PROBLEMS TO SOLVE:
a – Answer these questions using the passage on gold deliveries:
(i) How many tonnes of gold were delivered in July?
(ii) Who is the general manager of Fidelity Printers and Refiners?
(iii) Against what are gold prices now benchmarked?
b – Decide whether each statement agrees with the passage on gold deliveries, and support each answer with the deciding words from the passage:
(i) Gold is the single largest foreign currency earner.
(ii) Deliveries rose after the forex retention threshold was raised to 70%.
(iii) Small scale miners are entitled to 70% foreign currency retention.
c – Quote everything in the passage on gold deliveries from "FPR general manager" down to "arrest rampant smuggling.".

--- start PASSAGE PROVIDED ---

Gold producers have been besieging RBZ so that they are allowed to retain all of their receipts after miners were told to retain 70% of the proceeds from 55%.

Gold is the single largest foreign currency earner. But deliveries dropped by nearly half in July to 1.406 tonnes from 2.776 tonnes extracted during the same period last year. RBZ through its subsidiary Fidelity Printers and Refiners (FPR) reviewed forex retention threshold to 70% from 55% but deliveries continued to fall.

FPR general manager Fradreck Kunaka told Business Times that low gold deliveries to Fidelity prompted them to come up with a raft of measures to encourage deliveries to formal channels and arrest rampant smuggling.

“Small scale miners are receiving 100% US$ cash payment while primary producers are entitled to 70% foreign currency retention and 30% in bank transfer,” Kunaka said.

He said gold prices are now benchmarked against the London Bullion Market Association (LBMA).

--- end PASSAGE PROVIDED ---
--- start DATA EXTRACT ---

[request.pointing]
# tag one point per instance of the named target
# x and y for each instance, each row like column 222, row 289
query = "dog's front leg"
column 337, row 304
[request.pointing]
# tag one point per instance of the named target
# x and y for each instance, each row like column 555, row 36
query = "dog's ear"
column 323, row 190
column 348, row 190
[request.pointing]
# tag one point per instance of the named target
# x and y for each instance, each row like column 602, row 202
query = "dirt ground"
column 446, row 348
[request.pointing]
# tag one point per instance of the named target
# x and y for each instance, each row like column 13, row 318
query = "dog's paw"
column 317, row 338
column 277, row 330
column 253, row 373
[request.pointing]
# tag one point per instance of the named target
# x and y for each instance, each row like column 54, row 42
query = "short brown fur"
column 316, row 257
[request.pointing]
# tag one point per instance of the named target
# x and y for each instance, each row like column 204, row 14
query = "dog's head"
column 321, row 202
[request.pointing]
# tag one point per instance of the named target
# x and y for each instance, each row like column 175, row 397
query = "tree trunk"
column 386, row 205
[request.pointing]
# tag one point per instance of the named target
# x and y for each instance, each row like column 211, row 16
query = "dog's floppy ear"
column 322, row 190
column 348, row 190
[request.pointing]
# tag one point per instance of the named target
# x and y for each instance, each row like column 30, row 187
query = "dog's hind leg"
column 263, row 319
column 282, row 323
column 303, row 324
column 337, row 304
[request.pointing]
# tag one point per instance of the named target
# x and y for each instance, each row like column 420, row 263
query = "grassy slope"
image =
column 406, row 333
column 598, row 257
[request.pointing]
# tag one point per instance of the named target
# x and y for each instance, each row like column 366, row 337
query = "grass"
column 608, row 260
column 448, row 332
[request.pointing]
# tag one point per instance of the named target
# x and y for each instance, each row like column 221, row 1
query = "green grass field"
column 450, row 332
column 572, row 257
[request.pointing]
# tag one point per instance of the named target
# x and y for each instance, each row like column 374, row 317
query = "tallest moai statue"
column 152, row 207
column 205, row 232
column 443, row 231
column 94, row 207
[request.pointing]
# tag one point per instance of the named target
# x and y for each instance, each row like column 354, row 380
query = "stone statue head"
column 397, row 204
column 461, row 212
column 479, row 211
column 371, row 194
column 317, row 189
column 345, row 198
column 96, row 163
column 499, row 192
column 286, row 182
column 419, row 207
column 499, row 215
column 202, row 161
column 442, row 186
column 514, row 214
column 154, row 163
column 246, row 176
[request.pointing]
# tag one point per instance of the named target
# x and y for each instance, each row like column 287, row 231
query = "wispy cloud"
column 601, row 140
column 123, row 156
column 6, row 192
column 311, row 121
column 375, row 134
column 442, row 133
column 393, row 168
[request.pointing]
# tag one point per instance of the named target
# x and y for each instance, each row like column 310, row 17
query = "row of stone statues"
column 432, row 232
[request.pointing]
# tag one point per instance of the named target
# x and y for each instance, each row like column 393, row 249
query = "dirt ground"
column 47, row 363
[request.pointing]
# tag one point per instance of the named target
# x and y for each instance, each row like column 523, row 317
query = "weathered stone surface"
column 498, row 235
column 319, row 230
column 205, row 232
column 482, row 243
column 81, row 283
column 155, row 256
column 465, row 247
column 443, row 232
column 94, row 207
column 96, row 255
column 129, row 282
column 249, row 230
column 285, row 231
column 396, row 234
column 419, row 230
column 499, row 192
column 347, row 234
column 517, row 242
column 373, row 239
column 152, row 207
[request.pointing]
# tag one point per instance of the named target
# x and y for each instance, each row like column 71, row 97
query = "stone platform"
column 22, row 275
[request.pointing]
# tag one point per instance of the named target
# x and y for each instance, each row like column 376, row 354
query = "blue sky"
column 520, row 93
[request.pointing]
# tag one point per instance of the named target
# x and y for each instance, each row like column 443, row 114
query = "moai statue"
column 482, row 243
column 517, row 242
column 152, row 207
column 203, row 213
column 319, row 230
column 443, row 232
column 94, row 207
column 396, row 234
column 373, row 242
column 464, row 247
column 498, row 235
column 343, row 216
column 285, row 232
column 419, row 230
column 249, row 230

--- end DATA EXTRACT ---

OUTPUTS BY TASK:
a –
(i) 1.406 tonnes
(ii) Fradreck Kunaka
(iii) The London Bullion Market Association (LBMA)

b –
(i) Yes: "Gold is the single largest foreign currency earner."
(ii) No: "but deliveries continued to fall."
(iii) No: "Small scale miners are receiving 100% US$ cash payment"

c –
FPR general manager Fradreck Kunaka told Business Times that low gold deliveries to Fidelity prompted them to come up with a raft of measures to encourage deliveries to formal channels and arrest rampant smuggling.